_PROBLEM TO SOLVE_: Beginning at the line that includes "If you would be so good as to mark the grass", return each line exactly through the end of the listing, and no line before it.

= = = = =

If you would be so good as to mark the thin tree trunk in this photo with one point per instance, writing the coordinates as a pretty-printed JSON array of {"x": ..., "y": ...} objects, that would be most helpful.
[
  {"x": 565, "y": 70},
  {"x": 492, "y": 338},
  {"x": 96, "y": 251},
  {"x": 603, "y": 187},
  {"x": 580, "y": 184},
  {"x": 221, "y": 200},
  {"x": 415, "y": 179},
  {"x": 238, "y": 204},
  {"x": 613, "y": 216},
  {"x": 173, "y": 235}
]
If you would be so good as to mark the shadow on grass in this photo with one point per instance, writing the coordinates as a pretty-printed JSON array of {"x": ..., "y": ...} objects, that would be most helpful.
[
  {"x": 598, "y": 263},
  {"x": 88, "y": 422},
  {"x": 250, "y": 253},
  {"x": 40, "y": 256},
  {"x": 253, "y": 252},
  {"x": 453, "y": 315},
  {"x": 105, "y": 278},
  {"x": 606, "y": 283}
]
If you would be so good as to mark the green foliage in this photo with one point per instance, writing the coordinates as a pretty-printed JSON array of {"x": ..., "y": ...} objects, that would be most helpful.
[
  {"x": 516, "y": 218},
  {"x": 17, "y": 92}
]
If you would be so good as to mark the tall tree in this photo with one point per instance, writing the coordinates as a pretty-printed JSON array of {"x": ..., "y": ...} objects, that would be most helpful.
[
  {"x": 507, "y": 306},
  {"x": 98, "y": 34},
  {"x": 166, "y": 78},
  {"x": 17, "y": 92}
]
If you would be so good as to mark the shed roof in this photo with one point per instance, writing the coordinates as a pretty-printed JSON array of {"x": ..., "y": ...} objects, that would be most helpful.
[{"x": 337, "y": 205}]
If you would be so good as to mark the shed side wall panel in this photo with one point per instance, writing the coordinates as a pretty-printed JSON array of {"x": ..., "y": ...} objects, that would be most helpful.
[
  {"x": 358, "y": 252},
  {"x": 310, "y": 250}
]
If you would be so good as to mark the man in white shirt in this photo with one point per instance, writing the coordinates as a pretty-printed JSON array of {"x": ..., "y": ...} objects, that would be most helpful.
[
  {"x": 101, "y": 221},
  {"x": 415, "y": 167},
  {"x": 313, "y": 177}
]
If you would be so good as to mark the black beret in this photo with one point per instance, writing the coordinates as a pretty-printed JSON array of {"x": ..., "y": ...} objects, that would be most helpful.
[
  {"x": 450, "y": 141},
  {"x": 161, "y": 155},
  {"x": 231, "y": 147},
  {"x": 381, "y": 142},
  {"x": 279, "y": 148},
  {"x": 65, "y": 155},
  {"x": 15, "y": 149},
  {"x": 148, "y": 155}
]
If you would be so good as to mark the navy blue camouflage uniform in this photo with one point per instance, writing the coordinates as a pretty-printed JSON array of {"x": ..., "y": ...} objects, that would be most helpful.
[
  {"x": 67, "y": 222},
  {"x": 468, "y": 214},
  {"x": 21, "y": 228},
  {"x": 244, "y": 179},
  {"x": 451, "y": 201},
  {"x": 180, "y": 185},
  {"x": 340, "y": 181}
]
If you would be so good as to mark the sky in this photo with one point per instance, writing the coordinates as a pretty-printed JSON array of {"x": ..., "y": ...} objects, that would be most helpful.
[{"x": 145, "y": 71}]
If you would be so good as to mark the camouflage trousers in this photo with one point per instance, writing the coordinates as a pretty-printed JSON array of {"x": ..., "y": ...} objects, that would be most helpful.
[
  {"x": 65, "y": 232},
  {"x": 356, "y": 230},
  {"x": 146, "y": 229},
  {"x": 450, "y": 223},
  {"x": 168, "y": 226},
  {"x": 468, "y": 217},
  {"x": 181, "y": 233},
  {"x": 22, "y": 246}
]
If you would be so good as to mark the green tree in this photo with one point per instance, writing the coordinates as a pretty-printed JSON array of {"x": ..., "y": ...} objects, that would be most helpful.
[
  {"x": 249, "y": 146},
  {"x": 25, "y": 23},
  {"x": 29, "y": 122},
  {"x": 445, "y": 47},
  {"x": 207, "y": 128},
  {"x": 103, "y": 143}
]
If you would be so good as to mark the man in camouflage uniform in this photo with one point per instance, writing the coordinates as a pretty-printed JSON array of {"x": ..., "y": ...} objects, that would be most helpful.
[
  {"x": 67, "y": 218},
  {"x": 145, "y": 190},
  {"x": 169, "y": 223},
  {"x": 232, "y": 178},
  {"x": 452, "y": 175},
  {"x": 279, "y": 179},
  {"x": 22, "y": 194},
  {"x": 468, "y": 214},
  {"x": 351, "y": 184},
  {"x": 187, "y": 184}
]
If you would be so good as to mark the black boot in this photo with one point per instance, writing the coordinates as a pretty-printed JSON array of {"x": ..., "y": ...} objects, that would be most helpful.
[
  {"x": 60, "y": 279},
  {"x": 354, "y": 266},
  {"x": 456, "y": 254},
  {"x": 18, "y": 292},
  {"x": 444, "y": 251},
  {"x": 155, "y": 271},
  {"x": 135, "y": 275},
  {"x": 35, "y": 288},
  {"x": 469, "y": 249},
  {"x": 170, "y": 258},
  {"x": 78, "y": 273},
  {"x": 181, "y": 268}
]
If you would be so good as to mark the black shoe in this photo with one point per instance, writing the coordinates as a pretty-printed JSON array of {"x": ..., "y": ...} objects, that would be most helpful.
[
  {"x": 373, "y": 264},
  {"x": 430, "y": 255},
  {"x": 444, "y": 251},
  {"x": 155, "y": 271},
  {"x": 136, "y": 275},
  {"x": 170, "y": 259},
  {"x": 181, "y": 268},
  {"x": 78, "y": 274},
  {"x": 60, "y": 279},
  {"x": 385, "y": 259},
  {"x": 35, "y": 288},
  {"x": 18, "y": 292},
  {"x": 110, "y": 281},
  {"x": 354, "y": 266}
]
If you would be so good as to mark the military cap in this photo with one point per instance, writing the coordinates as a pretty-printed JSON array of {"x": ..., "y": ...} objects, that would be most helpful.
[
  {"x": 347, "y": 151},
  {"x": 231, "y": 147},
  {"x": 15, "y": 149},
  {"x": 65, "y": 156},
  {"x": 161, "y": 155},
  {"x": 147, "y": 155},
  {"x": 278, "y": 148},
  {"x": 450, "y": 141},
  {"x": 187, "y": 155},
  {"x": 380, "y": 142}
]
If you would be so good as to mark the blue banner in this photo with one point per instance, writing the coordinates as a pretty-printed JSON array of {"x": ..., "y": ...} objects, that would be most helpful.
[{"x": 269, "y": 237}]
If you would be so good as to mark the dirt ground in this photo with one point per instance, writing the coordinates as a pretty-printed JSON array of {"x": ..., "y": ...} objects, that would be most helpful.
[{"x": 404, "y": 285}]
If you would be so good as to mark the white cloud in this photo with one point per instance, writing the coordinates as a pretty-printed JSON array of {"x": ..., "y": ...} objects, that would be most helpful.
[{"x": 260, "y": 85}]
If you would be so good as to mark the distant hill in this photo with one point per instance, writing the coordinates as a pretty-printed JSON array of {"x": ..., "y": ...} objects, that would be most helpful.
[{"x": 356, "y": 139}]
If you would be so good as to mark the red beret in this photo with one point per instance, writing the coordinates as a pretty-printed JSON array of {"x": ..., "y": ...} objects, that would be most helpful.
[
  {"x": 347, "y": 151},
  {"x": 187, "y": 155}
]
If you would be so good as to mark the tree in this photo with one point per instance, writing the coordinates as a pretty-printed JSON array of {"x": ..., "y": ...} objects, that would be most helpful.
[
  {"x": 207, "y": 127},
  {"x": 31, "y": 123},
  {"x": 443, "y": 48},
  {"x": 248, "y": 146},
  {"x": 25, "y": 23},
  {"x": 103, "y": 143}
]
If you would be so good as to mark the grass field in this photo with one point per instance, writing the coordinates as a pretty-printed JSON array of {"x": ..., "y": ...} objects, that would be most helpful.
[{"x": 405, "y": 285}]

= = = = =

_WRITTEN SOLUTION_:
If you would be so good as to mark the grass field in this photo with one point per instance, writing the coordinates as a pretty-printed JSON array of {"x": ..., "y": ...} objects, that would be most helpful.
[{"x": 405, "y": 285}]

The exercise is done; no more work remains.